| Exercises to complete |
1/ Reproduce word for word the part of the forum replies about a troubled marriage and grief that opens with the words containing "I don't know" and closes with "father, for example.".
2/ Answer these from the forum replies about a troubled marriage and grief:
(a) What does the writer of the earlier reply suggest hiring to follow her?
(b) In the later reply, which parent does the writer say they are a lot like?
(c) According to the later reply, what did the writer never truly fear until the death of their father?
3/ Write what comes next in the forum replies about a troubled marriage and grief, starting after their final sentence.

| Exercise passage |
I'm glad you feel a little better, but I advise you to keeps an eye on her once she return. I have a feeling you will notice somewhat of a change that you may not like. Her behavior will be odd b/c of guilt or a new emotional attachment with someone new, or both.
And don't feel bad for snooping, you are invading her secrecy, not her privacy. I believe you have a right to protect you self from betrayal.
Hire a PI to follow her, I wish you could plant a camera or microphone in that hotel room.
Everything about your situation is wrong, your denial, your exceptence, her attidude. Granted she is in morning, what I don't get is the fact your wife is not leaning on you for the support. And I understand and agree with you approach. The balancing act you have to play between pushing her away and protecting your marraige is a b*tch, but for know you have no control over her part in the marraige, but you do have control over your self, so take care of you and good luck. Please let us know who things are after her trip, I hope that I'm completely wrong and she returns with loving arms.
I don't know what's happened since December, and this is coming really late, but feeling uncertain about the future is normal while grieving. I think that a unique aspect of losing a parent is that so much of who we are is based on our parents - our genes, some of our mannerisms, and our outlook on the world whether as a result of imitation or direct opposition (I'm a lot like my father, whereas my mother strives to never be like her own mother). Once our parents are removed so completely from us and from the world it is up to us to decide who we really are, and death always leaves people uncertain about the future. I never truly feared death until the death of my father, for example.

| Data provided |

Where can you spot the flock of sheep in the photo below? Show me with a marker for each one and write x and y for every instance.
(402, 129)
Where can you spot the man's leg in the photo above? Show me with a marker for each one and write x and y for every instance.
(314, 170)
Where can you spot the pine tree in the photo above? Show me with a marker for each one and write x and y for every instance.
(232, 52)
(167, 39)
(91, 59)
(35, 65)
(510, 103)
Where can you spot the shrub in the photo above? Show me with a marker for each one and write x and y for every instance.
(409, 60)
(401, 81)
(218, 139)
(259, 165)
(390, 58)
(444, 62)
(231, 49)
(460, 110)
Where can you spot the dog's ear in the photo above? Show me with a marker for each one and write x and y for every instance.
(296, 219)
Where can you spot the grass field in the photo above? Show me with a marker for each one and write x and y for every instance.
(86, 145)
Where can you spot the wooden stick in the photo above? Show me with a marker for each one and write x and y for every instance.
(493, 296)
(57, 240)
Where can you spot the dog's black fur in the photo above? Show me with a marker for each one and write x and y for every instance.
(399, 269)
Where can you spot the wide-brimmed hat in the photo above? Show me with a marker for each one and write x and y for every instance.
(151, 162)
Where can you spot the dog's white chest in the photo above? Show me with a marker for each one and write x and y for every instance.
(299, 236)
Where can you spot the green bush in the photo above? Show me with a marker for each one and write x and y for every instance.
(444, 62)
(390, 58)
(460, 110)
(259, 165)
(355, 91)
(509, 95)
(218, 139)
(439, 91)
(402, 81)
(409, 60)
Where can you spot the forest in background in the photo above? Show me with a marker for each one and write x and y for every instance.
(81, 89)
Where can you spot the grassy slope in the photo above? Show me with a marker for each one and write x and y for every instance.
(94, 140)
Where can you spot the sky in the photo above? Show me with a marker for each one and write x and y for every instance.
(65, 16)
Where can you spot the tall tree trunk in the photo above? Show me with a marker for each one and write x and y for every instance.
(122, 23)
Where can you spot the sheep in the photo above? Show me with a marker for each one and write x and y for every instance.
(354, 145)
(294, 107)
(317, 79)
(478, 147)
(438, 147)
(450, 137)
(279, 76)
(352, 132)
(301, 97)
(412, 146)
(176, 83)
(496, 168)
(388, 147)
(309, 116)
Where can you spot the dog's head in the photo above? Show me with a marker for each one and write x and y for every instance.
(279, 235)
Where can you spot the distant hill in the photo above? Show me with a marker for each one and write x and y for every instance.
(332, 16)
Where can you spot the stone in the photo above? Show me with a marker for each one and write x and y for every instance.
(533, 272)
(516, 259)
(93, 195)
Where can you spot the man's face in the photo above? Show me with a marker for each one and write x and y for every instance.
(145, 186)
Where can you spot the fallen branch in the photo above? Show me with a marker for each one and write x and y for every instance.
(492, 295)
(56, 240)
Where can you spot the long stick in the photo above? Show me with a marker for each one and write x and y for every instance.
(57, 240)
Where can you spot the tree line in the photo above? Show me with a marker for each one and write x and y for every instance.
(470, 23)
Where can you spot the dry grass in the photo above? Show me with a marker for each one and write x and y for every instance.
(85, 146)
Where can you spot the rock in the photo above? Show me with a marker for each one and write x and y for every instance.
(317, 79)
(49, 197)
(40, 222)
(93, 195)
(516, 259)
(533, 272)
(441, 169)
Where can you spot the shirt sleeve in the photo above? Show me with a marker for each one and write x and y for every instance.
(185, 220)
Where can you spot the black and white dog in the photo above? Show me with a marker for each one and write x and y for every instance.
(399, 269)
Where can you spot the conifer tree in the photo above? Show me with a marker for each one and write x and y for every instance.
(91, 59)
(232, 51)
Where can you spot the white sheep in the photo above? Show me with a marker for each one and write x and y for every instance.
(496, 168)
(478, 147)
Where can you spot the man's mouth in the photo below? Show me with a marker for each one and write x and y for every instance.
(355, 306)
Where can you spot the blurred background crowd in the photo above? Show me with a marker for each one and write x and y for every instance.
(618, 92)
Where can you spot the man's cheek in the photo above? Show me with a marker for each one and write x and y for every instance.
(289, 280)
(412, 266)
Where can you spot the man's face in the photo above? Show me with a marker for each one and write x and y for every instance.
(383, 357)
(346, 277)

| Responses for each task |
1/
I don't know what's happened since December, and this is coming really late, but feeling uncertain about the future is normal while grieving. I think that a unique aspect of losing a parent is that so much of who we are is based on our parents - our genes, some of our mannerisms, and our outlook on the world whether as a result of imitation or direct opposition (I'm a lot like my father, whereas my mother strives to never be like her own mother). Once our parents are removed so completely from us and from the world it is up to us to decide who we really are, and death always leaves people uncertain about the future. I never truly feared death until the death of my father, for example.

2/
(a) A PI.
(b) Their father.
(c) Death.

3/
It sounds like your wife depends a lot on others - she has/needs a lot of friends and is close to her family. This isn't to say she's co-dependent, but humans naturally define themselves by the people around them. So then it is easy to see that losing her parents would be a devastating blow not only to her for the loss, but also to her identity.
I want to say that it is excellent for you to do something that is difficult for you - reaching out to her in this time of need when you don't know what to say or what to do. The fact that you're making the effort is what's important, and being there for her (even now, months later) is very important.
I hope things are okay - I hope we can see any further developments.